Ways to protect therapy animals

Facilities that normally use therapy animals may not allow them at this time because people in many of these settings are at increased risk for severe illness from COVID-19. Follow local guidance and facility protocols for physical distancing, masks, and other ways to prevent COVID-19 from spreading. If therapy animals are invited to a facility or other setting, follow the steps below.

  • Therapy animal visits require some level of contact between clients and the therapy animal team. When possible, keep animals at least 6 feet away from people and animals not participating in the visit. Handlers and participants should wear a mask during the visit.
  • Do not take a therapy animal to visits if the animal is sick or has tested positive for the virus that causes COVID-19.
  • When deciding if it is safe to visit a household where someone has recently had COVID-19, refer to CDC guidance on When You Can be Around Others After You Had or Likely Had COVID-19.​
  • People with symptoms of COVID-19 should not touch, be close to, or interact with therapy animals. If someone was sick with COVID-19, they should wait until they recover to interact with therapy animals.
  • Before and after every contact, the handler and anyone petting or having contact with the animal should wash their hands.
  • Do not use items that multiple people handle, particularly if items are brought to multiple facilities between therapy visits (for example, leashes, harnesses, toys, or blankets). If items like leashes must be brought between facilities, disinfect them after each use or facility.
  • Do not let other people handle items that go into the animal’s mouth, such as toys and treats.
  • Disinfect items such as toys, collars, leashes, harnesses, therapy vests and scarves, and food/water bowls frequently.

> Provided data
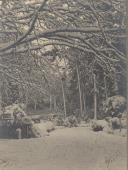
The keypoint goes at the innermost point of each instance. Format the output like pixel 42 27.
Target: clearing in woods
pixel 65 149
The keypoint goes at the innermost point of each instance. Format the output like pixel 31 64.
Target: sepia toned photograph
pixel 63 85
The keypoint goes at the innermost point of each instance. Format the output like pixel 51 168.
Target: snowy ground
pixel 65 149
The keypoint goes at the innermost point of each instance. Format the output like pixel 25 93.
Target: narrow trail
pixel 65 149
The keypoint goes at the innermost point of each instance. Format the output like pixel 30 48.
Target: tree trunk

> Problem 1
Please write out the portion of the therapy animal guidance that opens with the words containing "Ways to protect" and closes with "mask during the visit.".
> Problem 2
According to the therapy animal guidance, how far should animals be kept from people and animals not participating in the visit, when possible?
> Problem 3
Decide whether each statement agrees with the therapy animal guidance. Answer yes or no, and quote the words from the guidance that settle it.
(a) Handlers need to wash their hands only after contact with the animal.
(b) Other people should not handle toys and treats that go into the animal's mouth.
(c) A therapy animal that has tested positive for the virus that causes COVID-19 may still go on visits.
Rely only on the therapy animal guidance for your answers.

> Task response 1
Ways to protect therapy animals

Facilities that normally use therapy animals may not allow them at this time because people in many of these settings are at increased risk for severe illness from COVID-19. Follow local guidance and facility protocols for physical distancing, masks, and other ways to prevent COVID-19 from spreading. If therapy animals are invited to a facility or other setting, follow the steps below.

  • Therapy animal visits require some level of contact between clients and the therapy animal team. When possible, keep animals at least 6 feet away from people and animals not participating in the visit. Handlers and participants should wear a mask during the visit.

> Task response 2
At least 6 feet away.

> Task response 3
(a) No: "Before and after every contact, the handler and anyone petting or having contact with the animal should wash their hands."
(b) Yes: "Do not let other people handle items that go into the animal’s mouth, such as toys and treats."
(c) No: "Do not take a therapy animal to visits if the animal is sick or has tested positive for the virus that causes COVID-19."